### What you are asked to do
Print the passage of the PDF-to-text notebook below that starts with "dict_files = [f" and goes on through "txt_to_dict_needed.append(txt_file)", reproducing it word for word.
--- Passage for review Enclosed Below ---
In [1]:
# Run the installation shell script in this section to install the required packages :
# https://github.com/jsvine/pdfplumber for more explanations on how to use pdfplumber

# !pip install pdfplumber
# !pip install nltk

In [2]:
import pdfplumber
import os
import string
import nltk
from nltk.corpus import stopwords
from nltk.stem.wordnet import WordNetLemmatizer
from nltk.stem import RegexpStemmer
from nltk.stem import PorterStemmer
from nltk.corpus import words

In [3]:
# NLTK might require some installations : I may have forget some of them, but each error due to that should 
# advice a specific python statement such as the following to download the components needed. 

# nltk.download('words')

# https://www.sandwichpdf.com/ : get text searchable pdf editer : input a pdf with text under image, and this will transform
# the pdf into text searchable pdf file, to process it with the following scripts

In [4]:
# Use this function to know what is inside the different folders
def update_folder_contents():
    manuals_pdf_folder = os.listdir(os.getcwd()+"/manuals_pdf")
    pdf_files = [f for f in manuals_pdf_folder if f.endswith('.pdf')]
    manuals_txt_folder = os.listdir(os.getcwd()+"/manuals_txt")
    txt_files = [f for f in manuals_txt_folder if f.endswith('.txt')]
    manuals_dict_folder = os.listdir(os.getcwd()+"/manuals_dict")
    dict_files = [f for f in manuals_dict_folder if f.endswith('.txt')]
    return pdf_files,txt_files,dict_files

# Use this function to determine the PDF files that need their text to be extracted or the TXT files that must be transformed into dictionary
def check_new_works():
    pdf_files, txt_files, dict_files = update_folder_contents()
    pdf_to_txt_needed, txt_to_dict_needed = [],[]
    for pdf_file in pdf_files :
         if os.path.splitext(pdf_file)[0]+'.txt' not in txt_files: 
            pdf_to_txt_needed.append(pdf_file)
    for txt_file in txt_files : 
        if os.path.splitext(txt_file)[0]+'_dict.txt' not in dict_files: 
            txt_to_dict_needed.append(txt_file)
    return pdf_to_txt_needed, txt_to_dict_needed


In [5]:
# Convert pdf into into text files 
def pdf_to_txt(filename):
    if os.path.splitext(filename)[0]+'.txt' not in txt_files: 
        with pdfplumber.open('manuals_pdf/'+filename) as pdf:
            text = ""
            for page in pdf.pages:
                if page.extract_text():
                    if text!='':
                        text = text + ' ' + page.extract_text() 
                    else :
                        text = text + page.extract_text()
--- End of Enclosed Passage for review ---
--- Records Enclosed Below ---
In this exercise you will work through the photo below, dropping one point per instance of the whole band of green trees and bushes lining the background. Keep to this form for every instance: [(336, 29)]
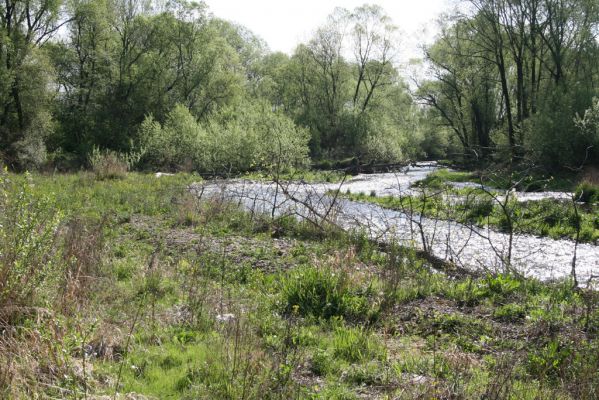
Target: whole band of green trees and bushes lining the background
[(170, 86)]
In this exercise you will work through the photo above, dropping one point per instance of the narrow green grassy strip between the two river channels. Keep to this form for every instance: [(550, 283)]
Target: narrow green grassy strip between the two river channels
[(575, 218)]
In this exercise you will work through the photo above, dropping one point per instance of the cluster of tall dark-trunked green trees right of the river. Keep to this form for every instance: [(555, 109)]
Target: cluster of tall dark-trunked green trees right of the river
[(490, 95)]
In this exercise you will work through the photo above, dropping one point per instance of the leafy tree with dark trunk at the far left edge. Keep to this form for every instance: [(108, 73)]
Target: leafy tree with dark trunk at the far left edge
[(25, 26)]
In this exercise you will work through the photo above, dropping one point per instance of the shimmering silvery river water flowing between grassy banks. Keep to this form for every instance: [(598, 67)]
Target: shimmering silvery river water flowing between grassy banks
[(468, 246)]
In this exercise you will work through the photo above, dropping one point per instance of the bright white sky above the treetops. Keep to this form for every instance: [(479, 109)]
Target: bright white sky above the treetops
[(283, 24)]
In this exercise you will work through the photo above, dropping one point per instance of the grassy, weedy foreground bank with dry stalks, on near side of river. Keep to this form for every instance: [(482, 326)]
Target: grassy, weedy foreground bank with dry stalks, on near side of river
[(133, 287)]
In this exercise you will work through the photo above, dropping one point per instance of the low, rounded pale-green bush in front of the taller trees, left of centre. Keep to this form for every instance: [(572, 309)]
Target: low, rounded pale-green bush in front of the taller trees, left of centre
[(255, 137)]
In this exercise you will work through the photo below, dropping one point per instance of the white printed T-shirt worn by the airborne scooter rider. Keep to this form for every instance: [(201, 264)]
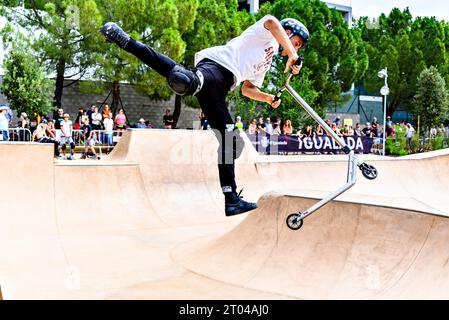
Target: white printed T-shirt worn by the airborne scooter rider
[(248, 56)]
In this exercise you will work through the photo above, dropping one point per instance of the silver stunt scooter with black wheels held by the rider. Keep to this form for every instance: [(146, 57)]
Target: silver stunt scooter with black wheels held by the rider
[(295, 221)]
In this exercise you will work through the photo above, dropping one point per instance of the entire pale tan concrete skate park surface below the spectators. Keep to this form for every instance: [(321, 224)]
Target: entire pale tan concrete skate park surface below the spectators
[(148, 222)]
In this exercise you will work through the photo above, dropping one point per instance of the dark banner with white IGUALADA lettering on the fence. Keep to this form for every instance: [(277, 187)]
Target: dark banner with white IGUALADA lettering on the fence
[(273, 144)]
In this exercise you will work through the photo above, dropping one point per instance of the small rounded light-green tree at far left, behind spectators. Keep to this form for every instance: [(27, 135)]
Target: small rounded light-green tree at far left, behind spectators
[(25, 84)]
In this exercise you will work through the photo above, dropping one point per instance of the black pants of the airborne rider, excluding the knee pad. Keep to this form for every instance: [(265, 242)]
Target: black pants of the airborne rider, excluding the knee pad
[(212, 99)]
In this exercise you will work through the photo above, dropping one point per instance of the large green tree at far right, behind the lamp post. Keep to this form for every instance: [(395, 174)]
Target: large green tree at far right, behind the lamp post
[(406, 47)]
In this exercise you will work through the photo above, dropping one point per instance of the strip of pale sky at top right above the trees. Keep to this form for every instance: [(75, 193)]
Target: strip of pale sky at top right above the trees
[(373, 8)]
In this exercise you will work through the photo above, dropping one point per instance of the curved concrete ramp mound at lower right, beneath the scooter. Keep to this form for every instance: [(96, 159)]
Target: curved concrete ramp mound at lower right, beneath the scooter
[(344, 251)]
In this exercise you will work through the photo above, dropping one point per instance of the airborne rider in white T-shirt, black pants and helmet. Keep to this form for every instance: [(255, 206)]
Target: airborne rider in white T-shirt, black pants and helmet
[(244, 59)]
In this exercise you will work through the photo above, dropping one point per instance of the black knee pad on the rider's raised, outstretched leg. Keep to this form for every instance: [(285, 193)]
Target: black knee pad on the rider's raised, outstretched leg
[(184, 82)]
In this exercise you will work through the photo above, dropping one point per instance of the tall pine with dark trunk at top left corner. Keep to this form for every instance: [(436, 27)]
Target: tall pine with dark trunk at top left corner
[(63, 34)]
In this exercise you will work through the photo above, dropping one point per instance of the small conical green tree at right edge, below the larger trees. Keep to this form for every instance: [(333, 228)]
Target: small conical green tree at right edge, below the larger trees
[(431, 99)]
--- End of Enclosed Records ---
### Completed task
dict_files = [f for f in manuals_dict_folder if f.endswith('.txt')]
    return pdf_files,txt_files,dict_files

# Use this function to determine the PDF files that need their text to be extracted or the TXT files that must be transformed into dictionary
def check_new_works():
    pdf_files, txt_files, dict_files = update_folder_contents()
    pdf_to_txt_needed, txt_to_dict_needed = [],[]
    for pdf_file in pdf_files :
         if os.path.splitext(pdf_file)[0]+'.txt' not in txt_files: 
            pdf_to_txt_needed.append(pdf_file)
    for txt_file in txt_files : 
        if os.path.splitext(txt_file)[0]+'_dict.txt' not in dict_files: 
            txt_to_dict_needed.append(txt_file)